— What you will do —
Report every line of the material that contains the word "green", matching case.

— The input —
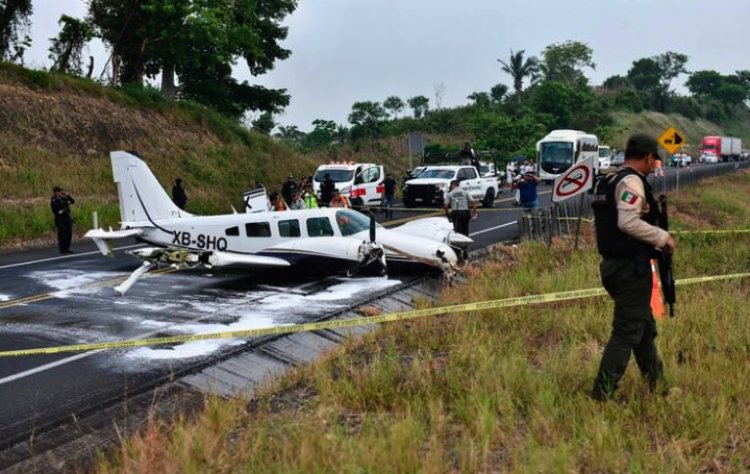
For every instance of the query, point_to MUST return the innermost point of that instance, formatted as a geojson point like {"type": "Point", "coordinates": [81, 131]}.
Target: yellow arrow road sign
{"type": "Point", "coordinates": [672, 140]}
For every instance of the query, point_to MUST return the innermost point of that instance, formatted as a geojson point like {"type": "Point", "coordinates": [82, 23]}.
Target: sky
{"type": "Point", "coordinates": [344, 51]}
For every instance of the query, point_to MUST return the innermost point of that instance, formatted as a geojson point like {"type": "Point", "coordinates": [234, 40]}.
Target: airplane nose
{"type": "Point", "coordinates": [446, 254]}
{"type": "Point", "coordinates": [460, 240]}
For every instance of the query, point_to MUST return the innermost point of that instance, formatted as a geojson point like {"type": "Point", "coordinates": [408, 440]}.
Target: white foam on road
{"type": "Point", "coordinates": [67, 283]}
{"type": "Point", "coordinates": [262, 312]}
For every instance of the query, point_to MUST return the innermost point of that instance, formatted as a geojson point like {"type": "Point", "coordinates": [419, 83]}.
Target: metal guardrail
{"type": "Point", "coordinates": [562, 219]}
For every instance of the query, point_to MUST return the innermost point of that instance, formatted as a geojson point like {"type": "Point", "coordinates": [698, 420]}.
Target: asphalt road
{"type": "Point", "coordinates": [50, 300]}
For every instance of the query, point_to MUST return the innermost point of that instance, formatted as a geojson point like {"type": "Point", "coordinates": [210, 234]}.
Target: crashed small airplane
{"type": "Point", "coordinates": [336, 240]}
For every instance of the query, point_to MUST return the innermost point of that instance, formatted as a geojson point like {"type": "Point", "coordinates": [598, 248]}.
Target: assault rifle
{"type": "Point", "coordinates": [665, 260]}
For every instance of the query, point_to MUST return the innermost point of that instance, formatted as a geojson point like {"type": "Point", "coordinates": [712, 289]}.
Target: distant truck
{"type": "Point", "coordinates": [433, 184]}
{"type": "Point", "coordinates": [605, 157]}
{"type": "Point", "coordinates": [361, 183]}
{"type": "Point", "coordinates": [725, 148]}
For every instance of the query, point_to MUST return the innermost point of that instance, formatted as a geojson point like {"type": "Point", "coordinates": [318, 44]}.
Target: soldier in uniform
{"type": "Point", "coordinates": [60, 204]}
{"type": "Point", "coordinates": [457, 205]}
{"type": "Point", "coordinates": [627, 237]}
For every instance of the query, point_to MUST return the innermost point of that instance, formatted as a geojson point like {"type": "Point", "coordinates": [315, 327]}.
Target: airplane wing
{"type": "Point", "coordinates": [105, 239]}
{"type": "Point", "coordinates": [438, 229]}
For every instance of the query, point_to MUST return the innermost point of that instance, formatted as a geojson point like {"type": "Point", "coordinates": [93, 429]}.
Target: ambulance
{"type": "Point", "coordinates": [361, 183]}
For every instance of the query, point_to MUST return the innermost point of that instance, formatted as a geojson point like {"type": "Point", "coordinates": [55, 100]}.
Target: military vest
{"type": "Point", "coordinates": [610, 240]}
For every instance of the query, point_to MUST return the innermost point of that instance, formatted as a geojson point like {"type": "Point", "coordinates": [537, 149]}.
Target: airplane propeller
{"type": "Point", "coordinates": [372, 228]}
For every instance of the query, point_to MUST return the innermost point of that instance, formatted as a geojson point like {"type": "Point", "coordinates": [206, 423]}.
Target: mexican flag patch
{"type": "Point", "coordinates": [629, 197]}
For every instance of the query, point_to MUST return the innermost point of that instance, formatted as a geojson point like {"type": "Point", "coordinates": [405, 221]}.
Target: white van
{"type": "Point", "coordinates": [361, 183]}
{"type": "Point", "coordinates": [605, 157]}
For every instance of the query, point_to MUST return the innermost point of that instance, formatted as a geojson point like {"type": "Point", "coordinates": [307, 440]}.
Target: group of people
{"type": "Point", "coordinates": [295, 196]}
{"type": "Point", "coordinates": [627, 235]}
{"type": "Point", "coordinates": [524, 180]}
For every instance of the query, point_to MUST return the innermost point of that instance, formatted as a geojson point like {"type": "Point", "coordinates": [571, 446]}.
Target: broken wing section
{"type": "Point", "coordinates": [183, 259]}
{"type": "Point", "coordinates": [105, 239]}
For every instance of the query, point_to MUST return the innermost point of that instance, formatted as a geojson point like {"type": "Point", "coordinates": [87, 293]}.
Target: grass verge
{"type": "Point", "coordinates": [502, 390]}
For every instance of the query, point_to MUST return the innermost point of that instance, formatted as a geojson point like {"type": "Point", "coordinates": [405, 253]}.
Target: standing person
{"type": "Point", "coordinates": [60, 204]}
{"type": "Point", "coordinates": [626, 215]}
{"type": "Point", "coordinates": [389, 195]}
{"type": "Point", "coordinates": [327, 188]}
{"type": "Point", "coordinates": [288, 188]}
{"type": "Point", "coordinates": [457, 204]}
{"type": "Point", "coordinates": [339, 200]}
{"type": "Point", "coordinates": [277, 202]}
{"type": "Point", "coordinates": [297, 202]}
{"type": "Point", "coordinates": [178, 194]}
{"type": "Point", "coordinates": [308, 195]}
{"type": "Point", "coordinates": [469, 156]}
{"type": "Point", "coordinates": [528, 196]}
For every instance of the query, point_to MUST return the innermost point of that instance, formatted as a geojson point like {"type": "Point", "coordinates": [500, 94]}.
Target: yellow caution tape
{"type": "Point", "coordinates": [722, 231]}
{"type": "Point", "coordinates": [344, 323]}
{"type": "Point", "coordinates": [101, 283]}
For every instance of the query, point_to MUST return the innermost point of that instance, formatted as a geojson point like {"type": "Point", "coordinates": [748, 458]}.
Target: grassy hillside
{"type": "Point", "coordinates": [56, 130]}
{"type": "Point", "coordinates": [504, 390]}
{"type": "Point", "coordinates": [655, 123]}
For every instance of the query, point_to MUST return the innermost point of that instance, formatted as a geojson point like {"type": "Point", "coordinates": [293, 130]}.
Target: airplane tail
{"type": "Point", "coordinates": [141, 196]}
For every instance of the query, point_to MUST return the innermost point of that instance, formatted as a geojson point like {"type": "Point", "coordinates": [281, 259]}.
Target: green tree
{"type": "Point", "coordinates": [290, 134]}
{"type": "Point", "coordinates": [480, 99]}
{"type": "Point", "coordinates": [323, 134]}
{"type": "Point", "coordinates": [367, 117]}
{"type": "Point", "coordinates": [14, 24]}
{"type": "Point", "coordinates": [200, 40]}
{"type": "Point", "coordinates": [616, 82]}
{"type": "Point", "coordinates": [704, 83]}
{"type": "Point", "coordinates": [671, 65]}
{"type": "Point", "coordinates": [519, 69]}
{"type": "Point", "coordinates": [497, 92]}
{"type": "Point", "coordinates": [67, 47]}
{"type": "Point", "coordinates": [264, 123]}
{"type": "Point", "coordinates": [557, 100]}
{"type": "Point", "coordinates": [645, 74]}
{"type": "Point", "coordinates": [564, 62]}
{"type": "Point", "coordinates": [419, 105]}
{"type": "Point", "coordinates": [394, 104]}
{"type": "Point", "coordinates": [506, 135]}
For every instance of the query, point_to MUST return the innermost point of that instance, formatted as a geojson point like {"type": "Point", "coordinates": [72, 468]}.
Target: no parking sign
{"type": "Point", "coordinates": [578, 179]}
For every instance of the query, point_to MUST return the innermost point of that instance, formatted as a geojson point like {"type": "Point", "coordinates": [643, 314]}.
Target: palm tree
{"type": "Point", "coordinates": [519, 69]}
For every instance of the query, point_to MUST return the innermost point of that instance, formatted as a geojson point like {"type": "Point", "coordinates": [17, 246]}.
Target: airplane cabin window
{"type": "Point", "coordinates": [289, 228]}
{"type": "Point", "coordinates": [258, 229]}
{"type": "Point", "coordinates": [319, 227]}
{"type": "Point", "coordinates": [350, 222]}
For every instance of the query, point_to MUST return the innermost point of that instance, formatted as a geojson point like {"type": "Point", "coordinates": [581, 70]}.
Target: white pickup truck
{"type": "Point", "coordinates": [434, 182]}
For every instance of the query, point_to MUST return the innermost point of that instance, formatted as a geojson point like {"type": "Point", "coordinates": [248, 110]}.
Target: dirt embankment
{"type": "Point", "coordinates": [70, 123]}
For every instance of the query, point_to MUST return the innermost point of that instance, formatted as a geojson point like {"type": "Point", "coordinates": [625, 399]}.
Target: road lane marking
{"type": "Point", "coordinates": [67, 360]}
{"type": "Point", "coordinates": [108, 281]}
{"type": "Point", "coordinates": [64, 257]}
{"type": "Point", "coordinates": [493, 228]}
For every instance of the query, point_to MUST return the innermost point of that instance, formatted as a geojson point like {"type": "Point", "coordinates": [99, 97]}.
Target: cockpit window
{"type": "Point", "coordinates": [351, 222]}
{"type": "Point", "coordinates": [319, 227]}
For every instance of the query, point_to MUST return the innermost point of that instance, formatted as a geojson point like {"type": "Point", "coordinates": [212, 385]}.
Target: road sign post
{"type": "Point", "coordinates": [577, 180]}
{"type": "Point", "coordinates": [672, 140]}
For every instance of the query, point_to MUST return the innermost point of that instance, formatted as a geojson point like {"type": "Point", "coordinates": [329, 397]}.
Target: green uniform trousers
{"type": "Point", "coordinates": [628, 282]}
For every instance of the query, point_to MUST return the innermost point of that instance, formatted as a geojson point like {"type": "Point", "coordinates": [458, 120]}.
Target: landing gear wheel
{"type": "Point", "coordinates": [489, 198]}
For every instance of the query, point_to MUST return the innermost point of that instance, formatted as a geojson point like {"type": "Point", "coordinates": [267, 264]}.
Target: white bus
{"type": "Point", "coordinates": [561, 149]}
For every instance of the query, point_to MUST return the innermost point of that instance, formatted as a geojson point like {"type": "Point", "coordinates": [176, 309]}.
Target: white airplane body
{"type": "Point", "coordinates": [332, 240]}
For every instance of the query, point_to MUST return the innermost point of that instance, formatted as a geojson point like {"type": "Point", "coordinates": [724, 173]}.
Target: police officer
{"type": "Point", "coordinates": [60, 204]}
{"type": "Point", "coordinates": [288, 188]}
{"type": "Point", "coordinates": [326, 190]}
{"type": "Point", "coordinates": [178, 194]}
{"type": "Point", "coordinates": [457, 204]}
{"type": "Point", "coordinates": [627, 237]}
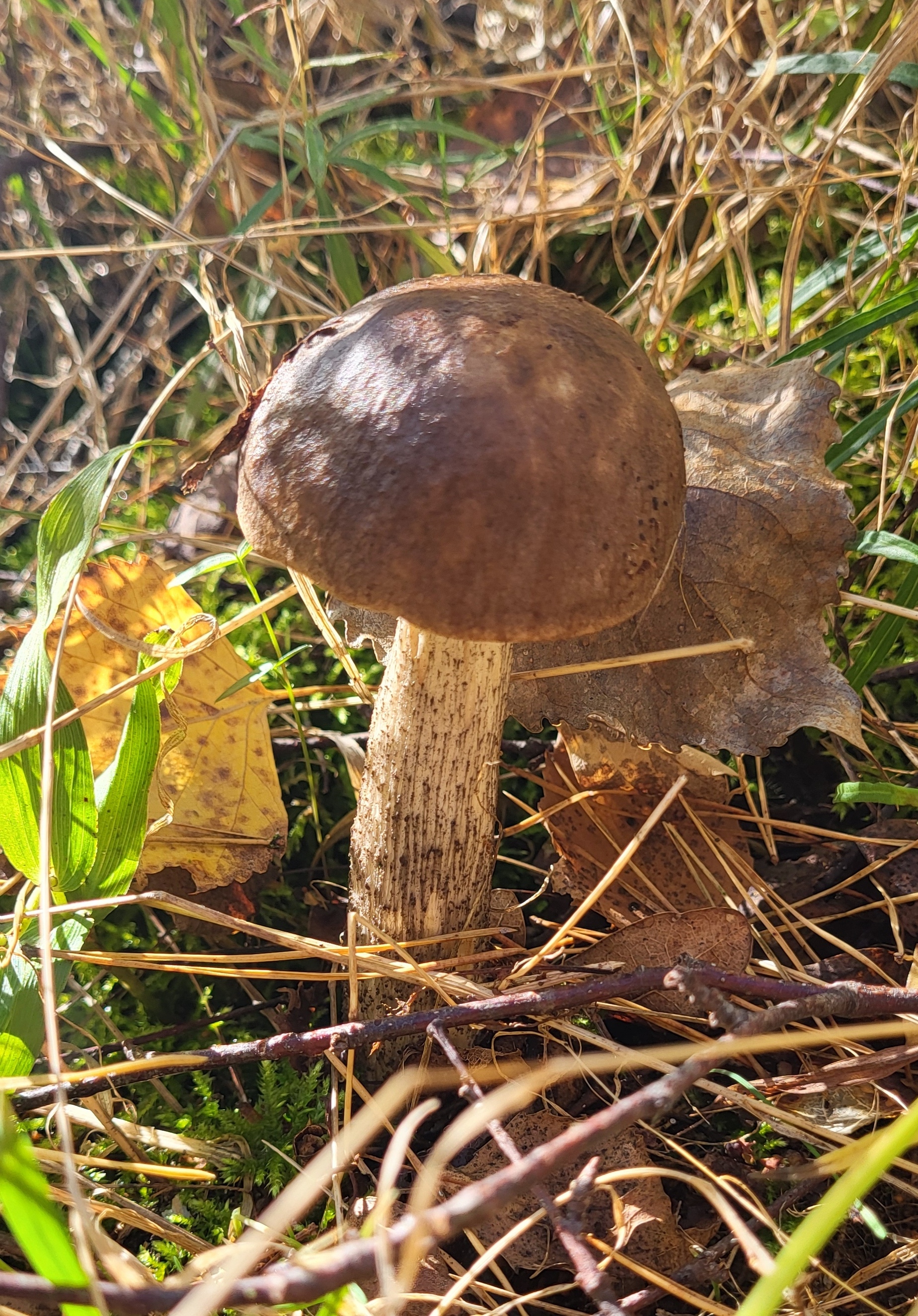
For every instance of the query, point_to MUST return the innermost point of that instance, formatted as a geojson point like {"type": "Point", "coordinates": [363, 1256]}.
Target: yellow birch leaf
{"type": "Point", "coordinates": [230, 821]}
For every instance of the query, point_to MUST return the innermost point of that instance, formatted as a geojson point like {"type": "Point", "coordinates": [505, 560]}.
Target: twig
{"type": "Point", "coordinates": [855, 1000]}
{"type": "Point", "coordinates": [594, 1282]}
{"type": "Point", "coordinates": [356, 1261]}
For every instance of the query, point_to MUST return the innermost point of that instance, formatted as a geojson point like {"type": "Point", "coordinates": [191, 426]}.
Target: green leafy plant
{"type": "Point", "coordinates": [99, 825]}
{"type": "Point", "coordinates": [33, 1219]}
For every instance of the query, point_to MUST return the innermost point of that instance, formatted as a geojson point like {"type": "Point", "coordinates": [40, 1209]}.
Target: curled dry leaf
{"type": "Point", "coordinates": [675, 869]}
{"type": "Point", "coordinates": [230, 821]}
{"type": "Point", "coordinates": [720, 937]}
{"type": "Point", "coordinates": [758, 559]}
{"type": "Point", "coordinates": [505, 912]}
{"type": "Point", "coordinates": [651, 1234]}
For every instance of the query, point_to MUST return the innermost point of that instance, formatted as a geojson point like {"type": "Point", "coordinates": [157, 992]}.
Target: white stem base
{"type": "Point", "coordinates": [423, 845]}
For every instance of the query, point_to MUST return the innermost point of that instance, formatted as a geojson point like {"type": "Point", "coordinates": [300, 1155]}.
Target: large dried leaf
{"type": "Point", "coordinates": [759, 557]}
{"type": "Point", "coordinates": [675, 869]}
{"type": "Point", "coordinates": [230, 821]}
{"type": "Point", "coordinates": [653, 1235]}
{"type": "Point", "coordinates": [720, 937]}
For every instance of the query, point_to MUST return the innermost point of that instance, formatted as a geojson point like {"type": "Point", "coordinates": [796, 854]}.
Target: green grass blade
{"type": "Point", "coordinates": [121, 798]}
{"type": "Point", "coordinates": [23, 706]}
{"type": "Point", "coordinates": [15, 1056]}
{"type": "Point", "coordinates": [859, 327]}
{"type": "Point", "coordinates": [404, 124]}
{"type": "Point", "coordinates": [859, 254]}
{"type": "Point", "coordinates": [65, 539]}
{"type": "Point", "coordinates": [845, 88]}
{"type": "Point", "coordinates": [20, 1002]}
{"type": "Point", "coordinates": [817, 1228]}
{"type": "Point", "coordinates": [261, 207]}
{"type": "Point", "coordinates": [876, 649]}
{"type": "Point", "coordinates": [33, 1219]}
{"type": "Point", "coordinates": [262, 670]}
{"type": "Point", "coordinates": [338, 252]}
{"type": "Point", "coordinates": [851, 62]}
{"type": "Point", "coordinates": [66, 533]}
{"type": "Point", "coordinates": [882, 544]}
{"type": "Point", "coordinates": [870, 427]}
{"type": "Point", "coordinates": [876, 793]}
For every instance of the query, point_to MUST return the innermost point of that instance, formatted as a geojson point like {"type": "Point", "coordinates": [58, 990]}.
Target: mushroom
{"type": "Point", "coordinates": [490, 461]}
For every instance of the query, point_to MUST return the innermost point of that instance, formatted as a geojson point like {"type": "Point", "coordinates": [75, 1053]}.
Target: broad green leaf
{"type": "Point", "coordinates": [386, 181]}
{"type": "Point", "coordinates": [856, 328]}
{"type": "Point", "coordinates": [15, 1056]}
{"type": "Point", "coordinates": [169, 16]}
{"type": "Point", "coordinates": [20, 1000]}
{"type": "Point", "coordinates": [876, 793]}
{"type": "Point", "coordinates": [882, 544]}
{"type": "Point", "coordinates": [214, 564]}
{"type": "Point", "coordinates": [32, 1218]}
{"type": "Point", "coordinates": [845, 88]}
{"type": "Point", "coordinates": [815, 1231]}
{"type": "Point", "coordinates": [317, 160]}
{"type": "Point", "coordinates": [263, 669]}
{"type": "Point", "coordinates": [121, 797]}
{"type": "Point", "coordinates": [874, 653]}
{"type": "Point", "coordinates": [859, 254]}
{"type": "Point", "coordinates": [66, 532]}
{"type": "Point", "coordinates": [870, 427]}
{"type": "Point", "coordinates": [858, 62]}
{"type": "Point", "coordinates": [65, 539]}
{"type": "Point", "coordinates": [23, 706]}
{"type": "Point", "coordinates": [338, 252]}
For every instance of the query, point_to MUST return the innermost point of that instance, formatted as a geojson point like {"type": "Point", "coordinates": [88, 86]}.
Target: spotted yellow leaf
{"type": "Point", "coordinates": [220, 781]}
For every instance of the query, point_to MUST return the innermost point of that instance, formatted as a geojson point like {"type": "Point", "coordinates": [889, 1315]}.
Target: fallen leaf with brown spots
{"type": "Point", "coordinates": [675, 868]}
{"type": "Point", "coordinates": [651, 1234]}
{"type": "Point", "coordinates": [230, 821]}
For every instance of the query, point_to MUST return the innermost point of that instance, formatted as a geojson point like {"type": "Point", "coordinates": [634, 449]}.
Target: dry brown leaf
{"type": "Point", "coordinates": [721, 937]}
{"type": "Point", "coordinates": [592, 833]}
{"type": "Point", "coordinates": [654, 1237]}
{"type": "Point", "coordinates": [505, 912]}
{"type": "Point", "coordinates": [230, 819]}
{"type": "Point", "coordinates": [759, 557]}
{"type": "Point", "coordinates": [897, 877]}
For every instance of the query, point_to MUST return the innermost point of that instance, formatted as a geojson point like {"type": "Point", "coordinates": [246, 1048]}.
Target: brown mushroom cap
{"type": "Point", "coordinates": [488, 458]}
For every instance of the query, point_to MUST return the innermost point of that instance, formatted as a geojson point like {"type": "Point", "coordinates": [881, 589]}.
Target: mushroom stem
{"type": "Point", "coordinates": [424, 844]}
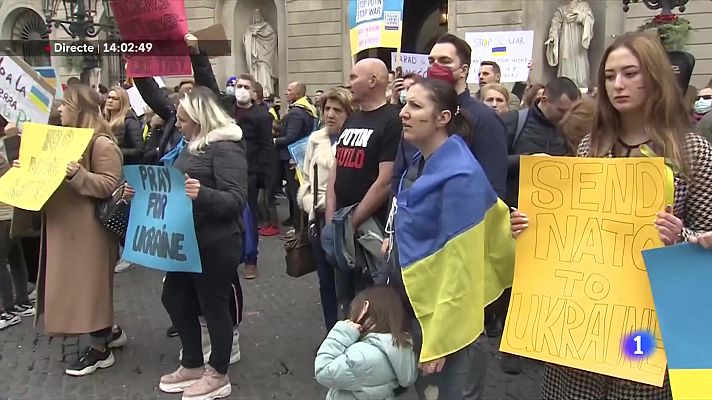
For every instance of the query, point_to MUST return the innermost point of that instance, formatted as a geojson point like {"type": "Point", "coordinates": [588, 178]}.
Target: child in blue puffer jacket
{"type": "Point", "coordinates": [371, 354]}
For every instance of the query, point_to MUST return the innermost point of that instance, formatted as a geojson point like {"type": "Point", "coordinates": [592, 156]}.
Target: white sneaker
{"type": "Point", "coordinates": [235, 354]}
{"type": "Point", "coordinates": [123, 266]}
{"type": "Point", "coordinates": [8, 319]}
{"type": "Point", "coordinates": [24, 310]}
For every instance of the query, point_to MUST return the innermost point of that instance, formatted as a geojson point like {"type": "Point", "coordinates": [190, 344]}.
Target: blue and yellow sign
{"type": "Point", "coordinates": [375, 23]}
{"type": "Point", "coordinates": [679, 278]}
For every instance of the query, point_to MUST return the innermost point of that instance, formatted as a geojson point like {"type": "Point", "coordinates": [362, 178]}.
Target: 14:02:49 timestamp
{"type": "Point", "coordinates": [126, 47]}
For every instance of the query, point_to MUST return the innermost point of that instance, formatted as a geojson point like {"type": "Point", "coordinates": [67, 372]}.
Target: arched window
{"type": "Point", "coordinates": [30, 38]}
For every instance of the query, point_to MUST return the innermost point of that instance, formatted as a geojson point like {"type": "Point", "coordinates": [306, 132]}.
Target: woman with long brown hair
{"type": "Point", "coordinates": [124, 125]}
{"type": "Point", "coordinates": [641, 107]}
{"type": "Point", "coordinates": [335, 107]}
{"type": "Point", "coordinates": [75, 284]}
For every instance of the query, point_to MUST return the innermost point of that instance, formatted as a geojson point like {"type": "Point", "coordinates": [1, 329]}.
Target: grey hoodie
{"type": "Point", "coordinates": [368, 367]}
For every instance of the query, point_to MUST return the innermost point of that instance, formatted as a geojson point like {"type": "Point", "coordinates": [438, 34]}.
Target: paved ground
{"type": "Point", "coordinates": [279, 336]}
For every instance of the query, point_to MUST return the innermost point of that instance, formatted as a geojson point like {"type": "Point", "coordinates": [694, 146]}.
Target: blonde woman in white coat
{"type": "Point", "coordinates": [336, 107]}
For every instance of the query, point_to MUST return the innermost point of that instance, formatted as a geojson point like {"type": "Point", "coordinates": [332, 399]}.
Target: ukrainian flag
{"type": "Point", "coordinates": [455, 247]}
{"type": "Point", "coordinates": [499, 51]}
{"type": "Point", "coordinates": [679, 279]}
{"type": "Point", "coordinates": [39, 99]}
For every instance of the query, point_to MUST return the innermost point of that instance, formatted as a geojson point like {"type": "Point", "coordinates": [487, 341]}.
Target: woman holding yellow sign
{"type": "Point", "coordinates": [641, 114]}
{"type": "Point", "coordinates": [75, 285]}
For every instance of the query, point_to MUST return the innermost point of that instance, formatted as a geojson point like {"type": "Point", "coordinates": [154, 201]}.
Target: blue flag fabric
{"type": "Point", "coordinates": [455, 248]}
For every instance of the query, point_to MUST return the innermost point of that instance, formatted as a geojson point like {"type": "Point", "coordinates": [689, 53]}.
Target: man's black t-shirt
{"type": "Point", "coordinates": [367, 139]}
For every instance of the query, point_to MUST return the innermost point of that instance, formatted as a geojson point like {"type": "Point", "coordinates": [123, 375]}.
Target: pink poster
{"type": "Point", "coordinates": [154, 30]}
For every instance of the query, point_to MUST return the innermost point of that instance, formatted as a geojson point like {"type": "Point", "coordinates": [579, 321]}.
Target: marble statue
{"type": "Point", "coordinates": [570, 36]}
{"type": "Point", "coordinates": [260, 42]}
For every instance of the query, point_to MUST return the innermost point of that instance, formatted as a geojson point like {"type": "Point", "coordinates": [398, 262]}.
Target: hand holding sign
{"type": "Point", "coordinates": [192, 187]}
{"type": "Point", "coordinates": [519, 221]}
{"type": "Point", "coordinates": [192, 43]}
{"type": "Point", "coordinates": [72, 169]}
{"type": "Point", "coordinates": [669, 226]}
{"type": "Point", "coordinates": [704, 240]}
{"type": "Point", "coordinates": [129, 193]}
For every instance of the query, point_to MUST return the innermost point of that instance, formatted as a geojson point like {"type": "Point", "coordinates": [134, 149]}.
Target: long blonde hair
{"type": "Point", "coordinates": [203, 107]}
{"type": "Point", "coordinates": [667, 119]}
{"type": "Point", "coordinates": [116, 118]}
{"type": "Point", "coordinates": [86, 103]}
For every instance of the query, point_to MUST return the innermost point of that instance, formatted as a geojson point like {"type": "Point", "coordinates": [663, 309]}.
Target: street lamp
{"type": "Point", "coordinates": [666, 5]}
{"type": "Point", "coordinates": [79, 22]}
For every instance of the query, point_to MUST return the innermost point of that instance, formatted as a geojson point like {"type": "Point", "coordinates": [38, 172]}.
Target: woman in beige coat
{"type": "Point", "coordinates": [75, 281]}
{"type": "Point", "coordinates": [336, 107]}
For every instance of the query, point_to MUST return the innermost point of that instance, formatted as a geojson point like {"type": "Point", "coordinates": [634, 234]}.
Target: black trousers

— Exercise solution —
Target: green tree
Target: green uniform trousers
Target: green leafy plant
Target: green grass blade
Target: broad green leaf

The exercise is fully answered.